§ WHAT IS REQUIRED: Tally every line in the entries below that holds "suit", then give only the total.

Region pointing data:
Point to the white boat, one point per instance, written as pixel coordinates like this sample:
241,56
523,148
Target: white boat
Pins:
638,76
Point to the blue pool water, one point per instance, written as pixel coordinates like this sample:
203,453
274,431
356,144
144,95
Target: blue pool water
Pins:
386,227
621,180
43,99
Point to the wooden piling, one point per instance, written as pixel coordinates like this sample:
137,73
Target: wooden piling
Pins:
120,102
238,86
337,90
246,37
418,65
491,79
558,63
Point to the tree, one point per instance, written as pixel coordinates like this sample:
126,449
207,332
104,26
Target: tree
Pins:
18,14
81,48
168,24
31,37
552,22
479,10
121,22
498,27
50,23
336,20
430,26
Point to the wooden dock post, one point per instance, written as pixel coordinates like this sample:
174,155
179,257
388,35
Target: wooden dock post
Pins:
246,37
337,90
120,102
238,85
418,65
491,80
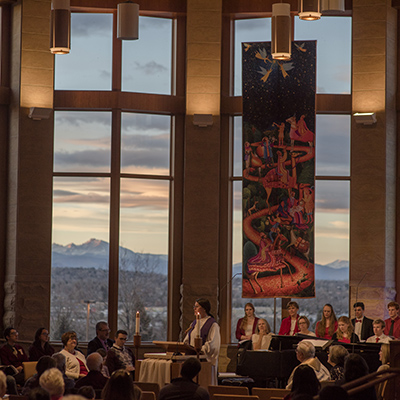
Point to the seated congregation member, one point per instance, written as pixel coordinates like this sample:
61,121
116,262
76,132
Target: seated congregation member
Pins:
247,325
345,332
120,356
120,387
305,382
305,353
328,324
94,378
87,392
40,346
289,325
13,354
304,324
379,336
362,325
45,362
184,388
52,381
209,332
61,361
384,357
356,367
336,357
75,361
392,327
102,340
262,338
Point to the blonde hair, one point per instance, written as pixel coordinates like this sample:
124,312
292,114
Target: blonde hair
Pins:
350,328
266,322
52,381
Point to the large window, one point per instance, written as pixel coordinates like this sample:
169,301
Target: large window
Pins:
332,191
112,178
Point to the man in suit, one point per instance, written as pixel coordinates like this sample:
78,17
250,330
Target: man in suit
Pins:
363,326
102,340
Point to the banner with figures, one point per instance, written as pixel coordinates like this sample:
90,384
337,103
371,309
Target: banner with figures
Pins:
278,171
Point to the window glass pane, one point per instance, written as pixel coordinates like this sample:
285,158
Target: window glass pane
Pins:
331,250
143,257
264,307
333,145
80,250
88,65
237,147
333,35
82,141
145,143
248,30
146,63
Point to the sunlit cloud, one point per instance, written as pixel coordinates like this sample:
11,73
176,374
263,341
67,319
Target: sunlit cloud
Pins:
86,24
150,68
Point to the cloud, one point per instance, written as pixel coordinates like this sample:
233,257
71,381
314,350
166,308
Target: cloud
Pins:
97,158
86,24
90,197
77,118
150,68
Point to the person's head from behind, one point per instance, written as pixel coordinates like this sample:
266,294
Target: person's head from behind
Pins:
355,367
305,381
60,360
305,350
102,330
333,392
52,381
39,394
121,337
120,386
3,384
190,368
94,362
384,353
87,392
337,355
44,363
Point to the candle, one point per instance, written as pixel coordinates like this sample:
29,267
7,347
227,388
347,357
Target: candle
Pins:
198,325
137,323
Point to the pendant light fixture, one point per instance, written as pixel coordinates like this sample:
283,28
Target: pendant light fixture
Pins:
60,27
128,21
309,10
332,6
281,32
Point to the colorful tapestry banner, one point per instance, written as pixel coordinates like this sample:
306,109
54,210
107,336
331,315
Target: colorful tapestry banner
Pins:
278,171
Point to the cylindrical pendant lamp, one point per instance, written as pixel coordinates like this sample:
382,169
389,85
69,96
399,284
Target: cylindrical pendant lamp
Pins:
128,21
60,27
309,10
281,32
332,5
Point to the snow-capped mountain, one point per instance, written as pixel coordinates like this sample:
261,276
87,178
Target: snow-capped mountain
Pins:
94,254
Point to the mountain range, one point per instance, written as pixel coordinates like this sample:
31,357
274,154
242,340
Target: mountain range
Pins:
94,254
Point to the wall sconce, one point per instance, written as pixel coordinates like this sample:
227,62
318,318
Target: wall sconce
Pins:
365,118
60,27
332,5
202,120
281,32
309,10
128,21
38,113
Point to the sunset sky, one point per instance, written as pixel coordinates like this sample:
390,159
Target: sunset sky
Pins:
83,139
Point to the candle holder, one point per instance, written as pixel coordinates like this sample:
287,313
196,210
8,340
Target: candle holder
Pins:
198,343
137,341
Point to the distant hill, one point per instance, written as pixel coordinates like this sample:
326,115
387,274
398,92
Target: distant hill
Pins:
94,254
337,270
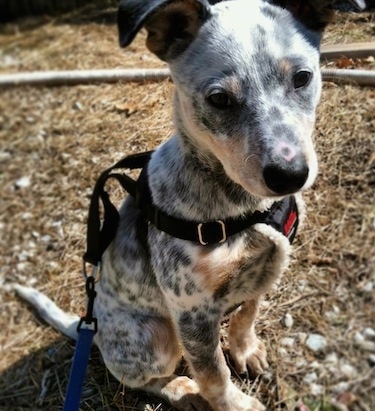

§ EXPECTED OUTPUT: 2